— Start Supplied records —
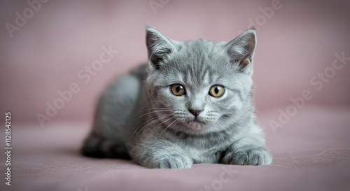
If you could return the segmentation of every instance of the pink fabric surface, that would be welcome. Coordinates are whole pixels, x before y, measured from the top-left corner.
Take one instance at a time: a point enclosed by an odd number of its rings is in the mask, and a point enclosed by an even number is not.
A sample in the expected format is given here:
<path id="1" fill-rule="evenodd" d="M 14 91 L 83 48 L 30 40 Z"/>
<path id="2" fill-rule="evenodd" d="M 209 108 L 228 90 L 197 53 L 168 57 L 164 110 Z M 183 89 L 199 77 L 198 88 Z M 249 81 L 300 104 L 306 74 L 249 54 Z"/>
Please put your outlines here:
<path id="1" fill-rule="evenodd" d="M 85 188 L 90 191 L 349 190 L 349 108 L 306 107 L 276 134 L 268 125 L 274 114 L 264 113 L 258 116 L 274 155 L 272 165 L 200 164 L 181 170 L 148 169 L 127 160 L 81 156 L 78 149 L 89 124 L 61 122 L 47 128 L 37 124 L 14 124 L 12 185 L 1 183 L 0 188 L 50 191 L 85 190 Z M 0 156 L 2 162 L 4 155 Z M 3 169 L 4 164 L 1 167 Z M 231 174 L 226 173 L 230 171 Z M 206 186 L 211 190 L 205 190 L 209 189 Z"/>

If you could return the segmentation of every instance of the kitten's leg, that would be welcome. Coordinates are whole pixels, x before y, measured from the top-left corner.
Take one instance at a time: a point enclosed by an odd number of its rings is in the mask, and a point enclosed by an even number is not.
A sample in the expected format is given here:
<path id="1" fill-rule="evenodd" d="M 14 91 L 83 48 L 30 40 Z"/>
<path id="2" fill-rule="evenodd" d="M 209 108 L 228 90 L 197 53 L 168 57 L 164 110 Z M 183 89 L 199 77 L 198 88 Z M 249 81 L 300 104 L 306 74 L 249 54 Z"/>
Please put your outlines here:
<path id="1" fill-rule="evenodd" d="M 148 168 L 188 169 L 193 164 L 181 148 L 167 141 L 148 139 L 130 151 L 135 162 Z"/>
<path id="2" fill-rule="evenodd" d="M 250 134 L 232 143 L 224 153 L 220 163 L 239 165 L 267 165 L 272 157 L 260 134 Z"/>

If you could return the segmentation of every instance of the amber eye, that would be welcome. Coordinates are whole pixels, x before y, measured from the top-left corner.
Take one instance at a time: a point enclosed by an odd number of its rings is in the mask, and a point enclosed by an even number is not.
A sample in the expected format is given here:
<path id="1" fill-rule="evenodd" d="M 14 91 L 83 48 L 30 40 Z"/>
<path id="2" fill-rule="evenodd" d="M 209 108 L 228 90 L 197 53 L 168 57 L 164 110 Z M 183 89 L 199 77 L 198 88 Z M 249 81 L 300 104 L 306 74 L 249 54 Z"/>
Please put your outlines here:
<path id="1" fill-rule="evenodd" d="M 214 85 L 210 87 L 209 95 L 215 97 L 219 97 L 225 92 L 225 87 L 220 85 Z"/>
<path id="2" fill-rule="evenodd" d="M 171 86 L 172 92 L 176 96 L 182 96 L 186 94 L 185 87 L 181 84 L 173 84 Z"/>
— End Supplied records —
_What you need to do_.
Copy the rows above verbatim, starting at the line that contains "of the kitten's" and ending after the line that contains "250 134 L 232".

_Complete answer_.
If you could return the segmentation of every instance of the kitten's leg, that would be welcome. Coordinates are whole pixels, x before y, measured from the top-left corner.
Take one instance at a time: a point enclosed by an odd number of its rings is in the mask, and a point enclosed by an even number is not.
A sample in the expected format is given here:
<path id="1" fill-rule="evenodd" d="M 14 91 L 83 48 L 30 40 Z"/>
<path id="2" fill-rule="evenodd" d="M 209 108 L 228 90 L 197 53 L 168 57 L 164 110 Z M 183 89 L 199 77 L 198 88 Z M 249 81 L 300 104 L 306 74 L 249 54 Z"/>
Please put your outlines here:
<path id="1" fill-rule="evenodd" d="M 148 168 L 188 169 L 193 164 L 181 148 L 167 141 L 148 139 L 130 151 L 135 162 Z"/>
<path id="2" fill-rule="evenodd" d="M 250 134 L 232 143 L 224 153 L 220 163 L 239 165 L 267 165 L 272 157 L 260 134 Z"/>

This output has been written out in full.